--- Text excerpt ---
BEGIN

So you would give the $ a type? Could you make that refer to top level attributes?

tek · 2021-02-27T13:52:36Z

What do I need to configure for tree-sitter test finding the language for a highlights test? I placed a haskell file in test/highlight and added this to package.json:

  "tree-sitter": {
    "scope": "source.hs",
    "file-types": [
      "hs"
    ],
    "highlights": [
      "queries/highlights.scm"
    ],
    "injection-regex": "^(hs|haskell)$"
  }

but it says No language found for path.

maxbrunsfeld · 2021-02-27T20:20:47Z

It might have to do with finding the parser repo itself? https://tree-sitter.github.io/tree-sitter/syntax-highlighting#paths

This UX could probably be made smoother.

tek · 2021-02-27T20:36:24Z

@maxbrunsfeld I have

  "parser-directories": [
    "/home/tek/code/tek/js"
  ],

in my config, and the repo path is /home/tek/code/tek/js/tree-sitter-haskell. that should be correct, no?

ahlinc · 2021-02-28T16:36:43Z

About processing preprocessor directives

I was able to break mentioned https://github.com/tree-sitter/tree-sitter-c C language parser with a simple C program where a directive splits function call rule. @tek this looks the same type of problem that you are trying to solve in this Haskell parser.
Example:

#include <stdio.h>

#define FOO

int main(int argc, char const *argv[])

END

--- Stated task 1 ---
According to the tree-sitter thread, what message does tek get after placing a Haskell file in test/highlight?

[Stored data entries]
BEGIN

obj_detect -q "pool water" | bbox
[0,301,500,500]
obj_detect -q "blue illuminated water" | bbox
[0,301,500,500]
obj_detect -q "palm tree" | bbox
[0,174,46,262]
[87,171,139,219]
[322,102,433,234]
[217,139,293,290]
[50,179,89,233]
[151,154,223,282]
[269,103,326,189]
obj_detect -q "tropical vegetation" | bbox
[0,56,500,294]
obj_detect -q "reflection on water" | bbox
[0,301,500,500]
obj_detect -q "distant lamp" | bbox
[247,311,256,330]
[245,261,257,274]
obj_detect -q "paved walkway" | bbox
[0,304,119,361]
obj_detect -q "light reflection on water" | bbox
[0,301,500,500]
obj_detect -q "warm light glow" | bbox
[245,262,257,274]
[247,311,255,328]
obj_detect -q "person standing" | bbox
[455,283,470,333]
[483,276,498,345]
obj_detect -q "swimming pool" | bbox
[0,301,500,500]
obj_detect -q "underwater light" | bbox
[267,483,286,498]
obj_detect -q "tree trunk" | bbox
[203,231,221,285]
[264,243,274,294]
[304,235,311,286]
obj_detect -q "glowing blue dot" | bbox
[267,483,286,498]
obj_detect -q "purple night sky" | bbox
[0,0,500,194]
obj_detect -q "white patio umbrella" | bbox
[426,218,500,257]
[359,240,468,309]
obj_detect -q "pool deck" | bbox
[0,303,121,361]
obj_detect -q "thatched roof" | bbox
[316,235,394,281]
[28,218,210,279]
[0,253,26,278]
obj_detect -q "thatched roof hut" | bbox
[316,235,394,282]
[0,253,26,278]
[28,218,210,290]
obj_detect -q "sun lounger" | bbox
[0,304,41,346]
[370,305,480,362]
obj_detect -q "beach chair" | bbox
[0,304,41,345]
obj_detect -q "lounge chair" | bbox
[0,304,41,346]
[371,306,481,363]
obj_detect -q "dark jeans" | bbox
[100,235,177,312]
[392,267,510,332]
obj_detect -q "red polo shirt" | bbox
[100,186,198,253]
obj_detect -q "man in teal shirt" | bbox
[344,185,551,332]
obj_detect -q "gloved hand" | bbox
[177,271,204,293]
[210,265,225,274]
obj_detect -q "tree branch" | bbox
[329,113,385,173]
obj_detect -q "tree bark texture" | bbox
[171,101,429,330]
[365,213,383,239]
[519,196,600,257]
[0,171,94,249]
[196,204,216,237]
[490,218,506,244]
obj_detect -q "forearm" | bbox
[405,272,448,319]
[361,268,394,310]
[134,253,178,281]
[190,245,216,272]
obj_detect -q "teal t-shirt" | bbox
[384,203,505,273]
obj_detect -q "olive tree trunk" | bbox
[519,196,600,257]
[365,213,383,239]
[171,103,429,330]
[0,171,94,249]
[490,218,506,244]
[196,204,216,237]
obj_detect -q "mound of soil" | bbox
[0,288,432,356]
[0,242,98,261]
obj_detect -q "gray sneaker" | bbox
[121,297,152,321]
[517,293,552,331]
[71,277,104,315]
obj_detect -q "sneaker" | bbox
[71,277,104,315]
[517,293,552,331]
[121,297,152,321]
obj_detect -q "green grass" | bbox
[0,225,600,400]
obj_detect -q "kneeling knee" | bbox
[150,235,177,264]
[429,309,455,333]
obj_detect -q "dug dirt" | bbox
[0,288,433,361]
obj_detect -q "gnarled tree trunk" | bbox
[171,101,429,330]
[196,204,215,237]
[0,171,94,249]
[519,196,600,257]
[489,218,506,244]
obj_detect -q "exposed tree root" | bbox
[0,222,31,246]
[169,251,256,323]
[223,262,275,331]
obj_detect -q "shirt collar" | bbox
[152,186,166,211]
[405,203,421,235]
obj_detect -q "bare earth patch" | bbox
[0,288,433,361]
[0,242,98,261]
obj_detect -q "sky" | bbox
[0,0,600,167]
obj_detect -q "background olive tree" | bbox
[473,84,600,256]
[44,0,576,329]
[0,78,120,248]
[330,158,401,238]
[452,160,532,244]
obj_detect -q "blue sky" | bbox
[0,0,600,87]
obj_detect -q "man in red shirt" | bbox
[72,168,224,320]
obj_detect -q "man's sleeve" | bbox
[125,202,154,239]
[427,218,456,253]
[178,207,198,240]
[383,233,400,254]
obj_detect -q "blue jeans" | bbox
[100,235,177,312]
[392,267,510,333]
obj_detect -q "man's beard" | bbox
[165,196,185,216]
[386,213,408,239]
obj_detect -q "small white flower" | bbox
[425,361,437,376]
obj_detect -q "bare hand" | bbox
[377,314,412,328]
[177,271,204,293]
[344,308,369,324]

END

--- Stated task 2 ---
Reproduce everything in the listing from its first line down through the line containing "[0,56,500,294]", with the requests included and -107 added to every bounding-box coordinate. Return only those lines.

--- Written response 1 ---
No language found for path.

--- Written response 2 ---
obj_detect -q "pool water" | bbox
[-107,194,393,393]
obj_detect -q "blue illuminated water" | bbox
[-107,194,393,393]
obj_detect -q "palm tree" | bbox
[-107,67,-61,155]
[-20,64,32,112]
[215,-5,326,127]
[110,32,186,183]
[-57,72,-18,126]
[44,47,116,175]
[162,-4,219,82]
obj_detect -q "tropical vegetation" | bbox
[-107,-51,393,187]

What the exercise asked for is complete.